TASK DIRECTIONS: Show each line in the entries below that contains the word "blue".

DATA FOR THIS TASK:
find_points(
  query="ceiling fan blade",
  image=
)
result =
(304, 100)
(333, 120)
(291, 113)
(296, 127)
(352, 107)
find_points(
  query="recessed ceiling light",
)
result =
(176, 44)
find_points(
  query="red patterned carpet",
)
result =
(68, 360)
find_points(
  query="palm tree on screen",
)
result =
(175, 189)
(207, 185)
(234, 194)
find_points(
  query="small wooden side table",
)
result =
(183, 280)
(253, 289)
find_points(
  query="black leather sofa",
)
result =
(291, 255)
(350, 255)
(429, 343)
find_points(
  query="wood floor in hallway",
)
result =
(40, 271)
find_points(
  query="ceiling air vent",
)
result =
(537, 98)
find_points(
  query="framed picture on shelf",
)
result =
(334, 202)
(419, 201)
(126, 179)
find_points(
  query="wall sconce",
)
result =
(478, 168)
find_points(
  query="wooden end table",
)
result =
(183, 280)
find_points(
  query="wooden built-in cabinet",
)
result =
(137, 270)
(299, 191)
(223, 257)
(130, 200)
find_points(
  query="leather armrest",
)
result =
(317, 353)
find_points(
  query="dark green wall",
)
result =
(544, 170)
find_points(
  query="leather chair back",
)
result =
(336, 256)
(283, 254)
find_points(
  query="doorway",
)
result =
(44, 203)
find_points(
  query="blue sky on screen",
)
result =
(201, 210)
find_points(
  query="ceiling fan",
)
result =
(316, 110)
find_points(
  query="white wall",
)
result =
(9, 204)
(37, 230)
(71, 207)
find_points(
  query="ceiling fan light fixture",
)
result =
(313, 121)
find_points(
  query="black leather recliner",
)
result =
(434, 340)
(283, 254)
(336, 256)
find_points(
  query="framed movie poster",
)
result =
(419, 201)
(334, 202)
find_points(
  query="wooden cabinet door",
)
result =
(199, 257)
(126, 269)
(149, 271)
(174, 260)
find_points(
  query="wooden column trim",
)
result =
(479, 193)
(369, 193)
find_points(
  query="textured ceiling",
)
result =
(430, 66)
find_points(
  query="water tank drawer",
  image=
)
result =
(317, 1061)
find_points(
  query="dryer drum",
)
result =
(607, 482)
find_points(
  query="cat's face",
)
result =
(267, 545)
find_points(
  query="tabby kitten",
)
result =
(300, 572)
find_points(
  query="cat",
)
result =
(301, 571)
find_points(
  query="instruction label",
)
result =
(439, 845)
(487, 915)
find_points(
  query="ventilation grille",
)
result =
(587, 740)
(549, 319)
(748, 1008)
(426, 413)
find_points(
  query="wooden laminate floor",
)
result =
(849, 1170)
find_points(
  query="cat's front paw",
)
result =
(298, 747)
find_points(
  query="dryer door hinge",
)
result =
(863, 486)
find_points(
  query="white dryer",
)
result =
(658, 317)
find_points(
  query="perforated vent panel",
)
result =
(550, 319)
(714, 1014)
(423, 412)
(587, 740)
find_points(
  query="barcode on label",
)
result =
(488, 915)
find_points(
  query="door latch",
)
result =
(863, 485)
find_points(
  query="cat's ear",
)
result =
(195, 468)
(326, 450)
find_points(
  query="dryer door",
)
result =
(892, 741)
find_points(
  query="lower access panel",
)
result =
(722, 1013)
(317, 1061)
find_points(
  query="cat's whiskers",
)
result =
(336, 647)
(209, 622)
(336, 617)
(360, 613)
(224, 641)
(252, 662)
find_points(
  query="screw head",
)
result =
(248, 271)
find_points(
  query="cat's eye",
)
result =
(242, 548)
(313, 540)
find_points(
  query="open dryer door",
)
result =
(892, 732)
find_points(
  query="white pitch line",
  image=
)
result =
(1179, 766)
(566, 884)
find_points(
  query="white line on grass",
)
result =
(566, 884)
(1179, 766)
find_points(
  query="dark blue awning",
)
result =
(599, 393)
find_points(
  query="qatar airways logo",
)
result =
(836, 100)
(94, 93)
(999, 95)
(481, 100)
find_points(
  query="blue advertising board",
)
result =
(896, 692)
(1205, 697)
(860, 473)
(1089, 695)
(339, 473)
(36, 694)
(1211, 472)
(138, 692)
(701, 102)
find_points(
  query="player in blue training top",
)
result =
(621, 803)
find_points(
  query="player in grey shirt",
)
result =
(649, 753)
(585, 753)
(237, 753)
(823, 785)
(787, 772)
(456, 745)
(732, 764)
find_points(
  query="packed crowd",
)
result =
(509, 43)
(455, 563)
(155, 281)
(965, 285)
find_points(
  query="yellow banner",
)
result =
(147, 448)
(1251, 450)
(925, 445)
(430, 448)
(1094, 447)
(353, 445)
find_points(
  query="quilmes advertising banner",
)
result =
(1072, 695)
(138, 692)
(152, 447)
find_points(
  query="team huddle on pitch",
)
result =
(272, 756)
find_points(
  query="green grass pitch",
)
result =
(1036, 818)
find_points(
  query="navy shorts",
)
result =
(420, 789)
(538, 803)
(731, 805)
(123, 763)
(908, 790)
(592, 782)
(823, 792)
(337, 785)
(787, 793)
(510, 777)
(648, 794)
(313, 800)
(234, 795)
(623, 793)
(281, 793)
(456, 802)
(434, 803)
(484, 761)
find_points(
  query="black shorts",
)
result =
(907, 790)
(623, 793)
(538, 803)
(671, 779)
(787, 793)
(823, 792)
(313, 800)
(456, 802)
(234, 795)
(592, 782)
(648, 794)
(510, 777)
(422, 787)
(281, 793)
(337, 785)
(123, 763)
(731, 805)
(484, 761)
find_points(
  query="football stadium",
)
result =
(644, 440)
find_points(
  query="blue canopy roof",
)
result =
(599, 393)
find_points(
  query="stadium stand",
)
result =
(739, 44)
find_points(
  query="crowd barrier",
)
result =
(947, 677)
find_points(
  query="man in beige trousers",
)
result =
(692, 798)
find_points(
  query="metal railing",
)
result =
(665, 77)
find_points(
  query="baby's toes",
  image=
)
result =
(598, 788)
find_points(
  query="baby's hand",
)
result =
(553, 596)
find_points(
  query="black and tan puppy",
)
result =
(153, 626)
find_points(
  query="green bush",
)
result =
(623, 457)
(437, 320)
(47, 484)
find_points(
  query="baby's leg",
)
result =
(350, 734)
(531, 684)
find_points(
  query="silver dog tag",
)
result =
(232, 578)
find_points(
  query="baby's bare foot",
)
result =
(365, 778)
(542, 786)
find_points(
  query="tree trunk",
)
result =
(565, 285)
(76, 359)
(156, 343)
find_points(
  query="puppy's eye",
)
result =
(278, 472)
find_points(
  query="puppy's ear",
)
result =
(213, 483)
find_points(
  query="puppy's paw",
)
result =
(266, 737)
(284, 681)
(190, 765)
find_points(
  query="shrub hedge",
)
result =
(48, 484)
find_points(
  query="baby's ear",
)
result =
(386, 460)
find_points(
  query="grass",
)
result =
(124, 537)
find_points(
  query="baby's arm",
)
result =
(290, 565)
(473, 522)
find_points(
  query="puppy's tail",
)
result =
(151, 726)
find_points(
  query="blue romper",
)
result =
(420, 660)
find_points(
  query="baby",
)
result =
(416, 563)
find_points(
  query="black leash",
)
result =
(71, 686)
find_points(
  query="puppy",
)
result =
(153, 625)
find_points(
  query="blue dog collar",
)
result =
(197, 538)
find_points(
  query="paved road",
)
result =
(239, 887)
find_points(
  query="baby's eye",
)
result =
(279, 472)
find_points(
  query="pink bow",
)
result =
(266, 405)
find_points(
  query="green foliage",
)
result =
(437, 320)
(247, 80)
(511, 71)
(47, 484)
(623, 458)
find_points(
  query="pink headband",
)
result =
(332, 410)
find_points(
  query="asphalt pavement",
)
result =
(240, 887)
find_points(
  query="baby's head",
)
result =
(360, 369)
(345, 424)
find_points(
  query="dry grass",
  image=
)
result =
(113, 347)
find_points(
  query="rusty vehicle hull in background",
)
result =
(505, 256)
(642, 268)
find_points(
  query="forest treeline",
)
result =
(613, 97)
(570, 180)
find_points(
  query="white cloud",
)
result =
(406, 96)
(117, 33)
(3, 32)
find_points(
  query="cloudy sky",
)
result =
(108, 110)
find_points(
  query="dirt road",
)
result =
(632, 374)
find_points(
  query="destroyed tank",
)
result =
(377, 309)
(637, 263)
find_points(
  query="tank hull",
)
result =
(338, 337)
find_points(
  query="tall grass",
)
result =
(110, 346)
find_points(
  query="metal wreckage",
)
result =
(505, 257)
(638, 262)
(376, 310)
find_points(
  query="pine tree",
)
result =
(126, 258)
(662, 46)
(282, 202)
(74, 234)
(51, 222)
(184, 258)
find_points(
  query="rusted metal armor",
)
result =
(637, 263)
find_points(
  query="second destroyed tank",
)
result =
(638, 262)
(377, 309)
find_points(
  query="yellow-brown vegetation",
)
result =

TASK SOLUTION:
  query="blue sky on screen",
  query="dark blue awning",
  query="blue advertising board",
  query="player in blue training top",
  query="blue canopy roof",
  query="blue romper",
  query="blue dog collar",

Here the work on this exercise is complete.